-- Selected text --
☆ ☆ ☆ ☆

The construction of new, large-scale, nuclear facilities also faces challenges, such as the ability of the owners to get financing and the regulatory approvals necessary to move forward. In addition, continued low natural gas prices make construction of combined cycle natural gas turbines far less expensive than constructing a nuclear power plant. TVA completed its Watts Bar 2 nuclear power plant, which started operation in October 2016, and construction is ongoing in Georgia on a new reactor at Vogtle. Nuclear power is an extremely reliable source of baseload generation that produces no CO2 or air emissions (e.g., SO2 and NOx). But given low natural gas prices, relatively flat energy demand, and the high costs of construction, it is unclear if new, large-scale nuclear facilities will be constructed in the future.

A promising new technology that might spur the development of new nuclear is small modular reactors. These smaller scale plants are less expensive and require less infrastructure. Several APPA members are actively exploring deployment of this technology.

☆ ☆ ☆ ☆

-- Work task --
Transcribe the passage on nuclear power from "A promising new" up to and including "of this technology.". The rows have no connection to the passage on nuclear power.

☆ ☆ ☆ ☆

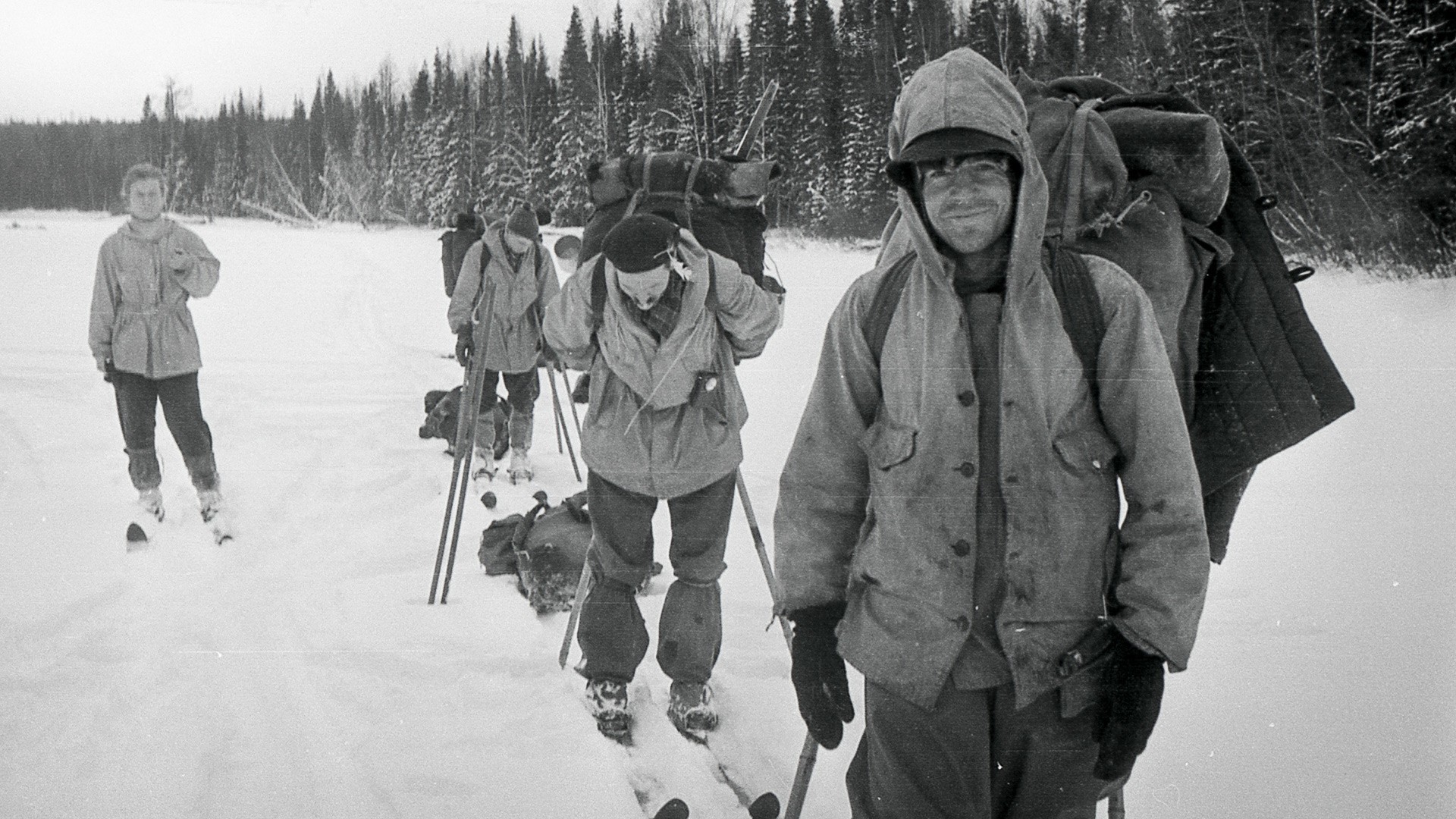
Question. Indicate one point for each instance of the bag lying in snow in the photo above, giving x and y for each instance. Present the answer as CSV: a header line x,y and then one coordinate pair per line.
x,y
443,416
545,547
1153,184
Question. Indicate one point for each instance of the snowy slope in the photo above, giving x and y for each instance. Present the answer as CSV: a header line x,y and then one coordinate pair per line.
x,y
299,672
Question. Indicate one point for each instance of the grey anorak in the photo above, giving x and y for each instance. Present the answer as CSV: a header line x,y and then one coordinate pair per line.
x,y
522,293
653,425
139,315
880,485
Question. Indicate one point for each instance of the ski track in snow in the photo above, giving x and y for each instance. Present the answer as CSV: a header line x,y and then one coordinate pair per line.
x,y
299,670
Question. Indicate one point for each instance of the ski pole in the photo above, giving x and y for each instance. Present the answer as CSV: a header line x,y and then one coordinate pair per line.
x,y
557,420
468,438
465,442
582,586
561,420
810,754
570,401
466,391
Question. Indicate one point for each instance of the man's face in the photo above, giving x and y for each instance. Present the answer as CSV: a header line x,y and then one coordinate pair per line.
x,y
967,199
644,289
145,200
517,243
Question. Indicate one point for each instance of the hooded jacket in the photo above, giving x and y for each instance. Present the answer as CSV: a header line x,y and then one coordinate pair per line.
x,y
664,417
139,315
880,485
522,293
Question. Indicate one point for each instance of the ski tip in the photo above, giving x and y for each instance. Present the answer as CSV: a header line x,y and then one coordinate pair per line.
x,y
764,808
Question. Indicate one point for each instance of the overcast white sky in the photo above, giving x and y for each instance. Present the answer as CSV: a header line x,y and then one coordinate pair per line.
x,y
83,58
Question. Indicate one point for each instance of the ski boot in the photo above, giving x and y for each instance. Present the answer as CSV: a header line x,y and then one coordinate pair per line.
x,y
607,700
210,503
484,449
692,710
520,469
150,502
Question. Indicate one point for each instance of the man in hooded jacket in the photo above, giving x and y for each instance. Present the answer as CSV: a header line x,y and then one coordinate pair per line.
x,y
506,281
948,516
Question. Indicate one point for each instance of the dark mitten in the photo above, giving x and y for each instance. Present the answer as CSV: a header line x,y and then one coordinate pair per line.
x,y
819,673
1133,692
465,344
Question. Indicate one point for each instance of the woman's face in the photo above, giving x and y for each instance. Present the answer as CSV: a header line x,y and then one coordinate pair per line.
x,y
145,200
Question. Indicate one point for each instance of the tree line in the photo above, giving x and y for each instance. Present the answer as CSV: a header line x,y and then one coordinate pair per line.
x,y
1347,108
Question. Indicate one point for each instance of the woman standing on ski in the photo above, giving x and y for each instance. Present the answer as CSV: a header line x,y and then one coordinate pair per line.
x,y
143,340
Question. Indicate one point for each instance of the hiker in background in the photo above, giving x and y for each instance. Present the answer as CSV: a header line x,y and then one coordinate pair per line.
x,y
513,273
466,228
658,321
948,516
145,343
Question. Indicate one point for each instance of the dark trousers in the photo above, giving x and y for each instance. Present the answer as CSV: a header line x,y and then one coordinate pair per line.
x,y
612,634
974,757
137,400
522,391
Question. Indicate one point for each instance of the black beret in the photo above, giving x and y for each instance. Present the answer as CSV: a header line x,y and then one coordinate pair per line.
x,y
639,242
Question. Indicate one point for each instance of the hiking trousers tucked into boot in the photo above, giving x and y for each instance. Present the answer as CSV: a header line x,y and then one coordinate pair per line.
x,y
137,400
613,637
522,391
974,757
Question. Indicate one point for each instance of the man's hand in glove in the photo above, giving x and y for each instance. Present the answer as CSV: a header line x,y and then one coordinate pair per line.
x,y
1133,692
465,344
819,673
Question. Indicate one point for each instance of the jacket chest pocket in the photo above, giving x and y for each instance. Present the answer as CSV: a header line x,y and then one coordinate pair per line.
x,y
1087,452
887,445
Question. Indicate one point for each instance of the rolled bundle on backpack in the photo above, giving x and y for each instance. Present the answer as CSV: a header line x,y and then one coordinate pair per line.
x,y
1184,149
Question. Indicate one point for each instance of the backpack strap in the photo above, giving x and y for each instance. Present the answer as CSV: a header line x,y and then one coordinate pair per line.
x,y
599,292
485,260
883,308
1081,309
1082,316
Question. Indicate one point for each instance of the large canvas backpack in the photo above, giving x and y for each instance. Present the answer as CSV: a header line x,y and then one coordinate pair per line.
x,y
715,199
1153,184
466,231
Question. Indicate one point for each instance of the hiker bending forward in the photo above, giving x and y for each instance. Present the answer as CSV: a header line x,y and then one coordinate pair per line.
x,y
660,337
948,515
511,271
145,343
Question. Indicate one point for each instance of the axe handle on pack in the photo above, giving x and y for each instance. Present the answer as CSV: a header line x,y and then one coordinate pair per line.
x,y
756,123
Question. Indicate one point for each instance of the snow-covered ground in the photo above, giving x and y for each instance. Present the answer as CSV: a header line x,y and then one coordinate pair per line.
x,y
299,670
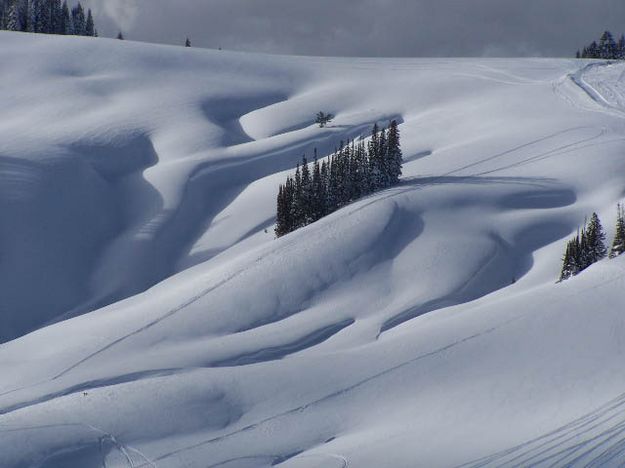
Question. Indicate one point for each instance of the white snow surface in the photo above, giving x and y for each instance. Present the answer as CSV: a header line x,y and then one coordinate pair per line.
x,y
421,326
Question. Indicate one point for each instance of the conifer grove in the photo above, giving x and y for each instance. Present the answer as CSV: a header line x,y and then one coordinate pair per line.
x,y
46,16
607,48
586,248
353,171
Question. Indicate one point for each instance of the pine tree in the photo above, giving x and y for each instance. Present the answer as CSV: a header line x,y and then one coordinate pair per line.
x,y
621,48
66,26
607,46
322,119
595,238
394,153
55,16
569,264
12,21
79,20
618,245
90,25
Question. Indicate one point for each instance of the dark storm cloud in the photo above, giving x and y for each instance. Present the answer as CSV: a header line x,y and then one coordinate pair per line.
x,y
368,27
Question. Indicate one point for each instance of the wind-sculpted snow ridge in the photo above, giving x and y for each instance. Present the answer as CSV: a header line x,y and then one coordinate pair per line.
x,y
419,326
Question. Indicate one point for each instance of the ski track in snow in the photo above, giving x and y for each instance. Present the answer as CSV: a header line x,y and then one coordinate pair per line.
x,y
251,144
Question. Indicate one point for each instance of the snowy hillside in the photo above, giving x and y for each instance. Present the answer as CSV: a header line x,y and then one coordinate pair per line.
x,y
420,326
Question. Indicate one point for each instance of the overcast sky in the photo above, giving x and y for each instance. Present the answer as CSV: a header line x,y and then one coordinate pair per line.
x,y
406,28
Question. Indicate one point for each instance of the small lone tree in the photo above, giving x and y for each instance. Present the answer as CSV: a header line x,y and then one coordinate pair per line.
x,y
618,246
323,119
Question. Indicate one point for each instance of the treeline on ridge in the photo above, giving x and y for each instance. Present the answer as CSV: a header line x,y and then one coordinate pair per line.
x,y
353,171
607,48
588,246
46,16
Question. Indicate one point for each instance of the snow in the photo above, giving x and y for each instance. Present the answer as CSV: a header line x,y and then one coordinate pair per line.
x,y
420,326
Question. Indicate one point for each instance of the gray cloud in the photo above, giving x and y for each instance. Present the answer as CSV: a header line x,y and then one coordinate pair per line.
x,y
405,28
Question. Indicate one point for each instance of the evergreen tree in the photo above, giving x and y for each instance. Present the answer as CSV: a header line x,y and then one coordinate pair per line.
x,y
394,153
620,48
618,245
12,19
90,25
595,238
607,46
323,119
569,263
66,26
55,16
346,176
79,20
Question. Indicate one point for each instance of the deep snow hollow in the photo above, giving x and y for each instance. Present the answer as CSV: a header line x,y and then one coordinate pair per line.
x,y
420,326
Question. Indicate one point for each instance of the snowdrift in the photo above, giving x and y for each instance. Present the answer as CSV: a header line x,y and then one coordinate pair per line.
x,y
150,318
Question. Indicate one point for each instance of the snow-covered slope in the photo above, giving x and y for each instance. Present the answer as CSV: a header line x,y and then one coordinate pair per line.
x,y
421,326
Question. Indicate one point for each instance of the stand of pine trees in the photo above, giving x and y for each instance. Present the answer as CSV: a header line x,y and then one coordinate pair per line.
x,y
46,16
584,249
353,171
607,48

☆ ☆ ☆ ☆

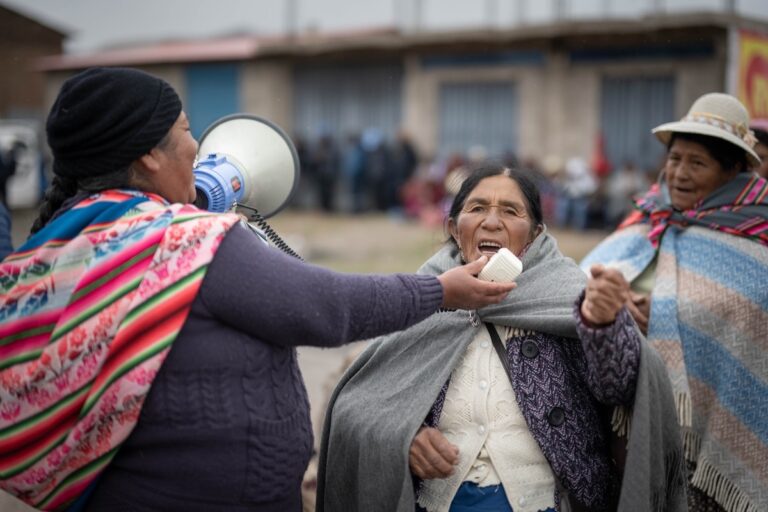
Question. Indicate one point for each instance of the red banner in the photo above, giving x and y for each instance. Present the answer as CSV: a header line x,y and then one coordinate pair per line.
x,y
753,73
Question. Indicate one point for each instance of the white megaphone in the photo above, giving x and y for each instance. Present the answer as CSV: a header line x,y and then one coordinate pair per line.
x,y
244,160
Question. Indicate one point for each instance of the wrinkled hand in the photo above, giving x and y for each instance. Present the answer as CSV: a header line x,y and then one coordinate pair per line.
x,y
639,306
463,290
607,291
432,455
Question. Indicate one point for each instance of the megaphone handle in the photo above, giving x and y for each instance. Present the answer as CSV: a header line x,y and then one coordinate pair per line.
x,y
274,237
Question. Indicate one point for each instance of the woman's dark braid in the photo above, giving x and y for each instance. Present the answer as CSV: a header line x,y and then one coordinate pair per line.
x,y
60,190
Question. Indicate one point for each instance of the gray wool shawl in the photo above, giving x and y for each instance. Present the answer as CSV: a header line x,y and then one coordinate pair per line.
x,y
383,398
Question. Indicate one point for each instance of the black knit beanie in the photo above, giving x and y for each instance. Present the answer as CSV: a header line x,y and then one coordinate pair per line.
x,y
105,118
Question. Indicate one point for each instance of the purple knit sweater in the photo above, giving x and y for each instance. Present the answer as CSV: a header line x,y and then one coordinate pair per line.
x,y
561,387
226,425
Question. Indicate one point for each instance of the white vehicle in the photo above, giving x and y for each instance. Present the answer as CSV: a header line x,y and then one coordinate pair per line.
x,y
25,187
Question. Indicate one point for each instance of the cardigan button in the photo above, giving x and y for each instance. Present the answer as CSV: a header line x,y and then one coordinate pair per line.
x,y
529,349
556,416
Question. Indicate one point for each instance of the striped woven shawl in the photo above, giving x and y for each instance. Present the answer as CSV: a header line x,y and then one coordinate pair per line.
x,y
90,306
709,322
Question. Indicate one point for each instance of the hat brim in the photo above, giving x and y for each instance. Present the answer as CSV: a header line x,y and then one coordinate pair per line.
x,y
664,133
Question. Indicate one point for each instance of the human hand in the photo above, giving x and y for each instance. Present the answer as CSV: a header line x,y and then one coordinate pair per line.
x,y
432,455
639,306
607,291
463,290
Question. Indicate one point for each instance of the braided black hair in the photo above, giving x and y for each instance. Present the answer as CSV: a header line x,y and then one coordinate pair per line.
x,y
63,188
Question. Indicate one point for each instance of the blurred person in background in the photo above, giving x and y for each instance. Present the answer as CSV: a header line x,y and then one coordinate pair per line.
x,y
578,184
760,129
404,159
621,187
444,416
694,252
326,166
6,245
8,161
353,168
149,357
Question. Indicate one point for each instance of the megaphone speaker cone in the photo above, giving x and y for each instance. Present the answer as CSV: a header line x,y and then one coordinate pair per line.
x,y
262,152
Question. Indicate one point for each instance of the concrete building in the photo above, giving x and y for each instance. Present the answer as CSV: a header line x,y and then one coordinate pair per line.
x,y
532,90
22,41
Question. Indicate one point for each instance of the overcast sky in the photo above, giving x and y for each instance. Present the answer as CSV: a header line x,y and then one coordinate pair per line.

☆ ☆ ☆ ☆

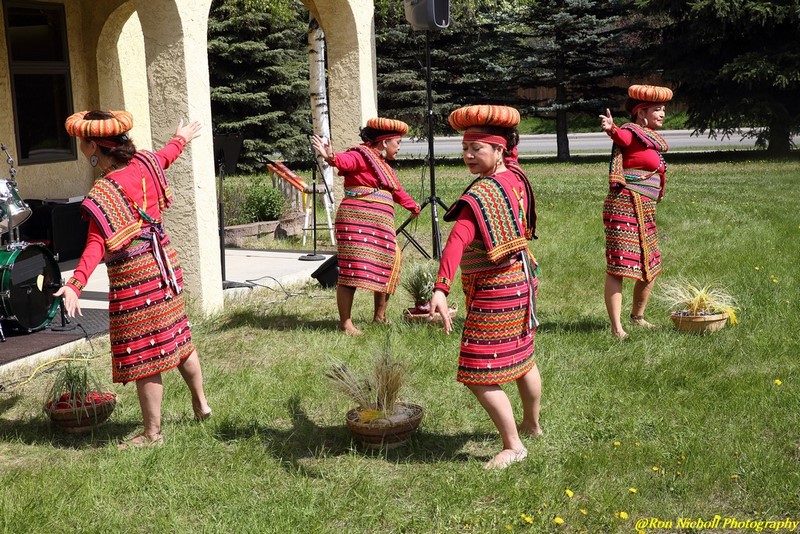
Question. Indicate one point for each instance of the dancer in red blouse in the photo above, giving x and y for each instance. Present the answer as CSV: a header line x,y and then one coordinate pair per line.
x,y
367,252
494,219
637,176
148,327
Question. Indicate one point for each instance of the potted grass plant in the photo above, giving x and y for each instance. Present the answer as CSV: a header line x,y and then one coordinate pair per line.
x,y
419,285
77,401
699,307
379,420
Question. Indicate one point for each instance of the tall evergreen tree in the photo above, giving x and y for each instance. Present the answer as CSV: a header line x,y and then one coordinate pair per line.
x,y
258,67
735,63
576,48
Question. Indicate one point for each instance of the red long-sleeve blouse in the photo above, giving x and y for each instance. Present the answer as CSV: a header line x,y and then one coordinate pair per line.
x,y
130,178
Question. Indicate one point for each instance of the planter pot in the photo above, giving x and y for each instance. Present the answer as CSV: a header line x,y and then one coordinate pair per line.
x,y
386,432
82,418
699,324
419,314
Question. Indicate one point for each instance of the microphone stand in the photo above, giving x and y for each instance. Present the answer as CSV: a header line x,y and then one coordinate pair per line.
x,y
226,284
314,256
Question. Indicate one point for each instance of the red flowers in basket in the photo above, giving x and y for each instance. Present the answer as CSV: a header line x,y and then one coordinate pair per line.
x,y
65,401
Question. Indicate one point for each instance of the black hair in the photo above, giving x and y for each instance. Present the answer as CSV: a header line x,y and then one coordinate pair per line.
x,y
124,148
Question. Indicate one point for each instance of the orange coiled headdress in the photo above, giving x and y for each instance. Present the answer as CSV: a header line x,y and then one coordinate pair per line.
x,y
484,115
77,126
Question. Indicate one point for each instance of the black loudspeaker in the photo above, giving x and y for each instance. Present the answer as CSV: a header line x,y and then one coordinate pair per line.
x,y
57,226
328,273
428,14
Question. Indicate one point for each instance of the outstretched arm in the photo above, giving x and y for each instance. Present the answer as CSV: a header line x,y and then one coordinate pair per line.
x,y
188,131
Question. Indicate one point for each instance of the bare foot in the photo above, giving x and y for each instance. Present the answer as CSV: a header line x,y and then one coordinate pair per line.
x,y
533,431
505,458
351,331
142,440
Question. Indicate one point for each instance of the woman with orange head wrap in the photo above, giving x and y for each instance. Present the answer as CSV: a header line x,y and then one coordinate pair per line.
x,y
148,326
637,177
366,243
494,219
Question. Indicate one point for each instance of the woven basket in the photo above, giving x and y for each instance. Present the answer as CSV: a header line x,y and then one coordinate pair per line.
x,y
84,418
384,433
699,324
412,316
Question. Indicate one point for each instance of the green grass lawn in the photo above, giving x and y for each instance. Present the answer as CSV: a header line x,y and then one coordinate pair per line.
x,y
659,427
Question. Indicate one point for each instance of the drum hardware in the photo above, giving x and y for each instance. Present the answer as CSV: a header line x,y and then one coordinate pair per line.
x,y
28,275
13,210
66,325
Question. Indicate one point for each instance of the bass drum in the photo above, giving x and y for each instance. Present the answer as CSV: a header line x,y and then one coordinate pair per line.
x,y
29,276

☆ ☆ ☆ ☆

-- Result of the exercise --
A promising new technology that might spur the development of new nuclear is small modular reactors. These smaller scale plants are less expensive and require less infrastructure. Several APPA members are actively exploring deployment of this technology.